WHAT IS NEEDED:
Write the listing below out again exactly, dropping the images.

── ITEMS

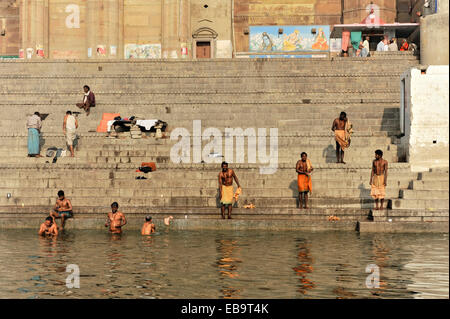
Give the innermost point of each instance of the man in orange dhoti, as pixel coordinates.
(378, 178)
(342, 129)
(303, 169)
(226, 177)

────

EXERCISE ANSWER:
Give the innermost point of each instance of the man in orange dhoti, as pixel coordinates.
(378, 178)
(342, 129)
(303, 169)
(226, 177)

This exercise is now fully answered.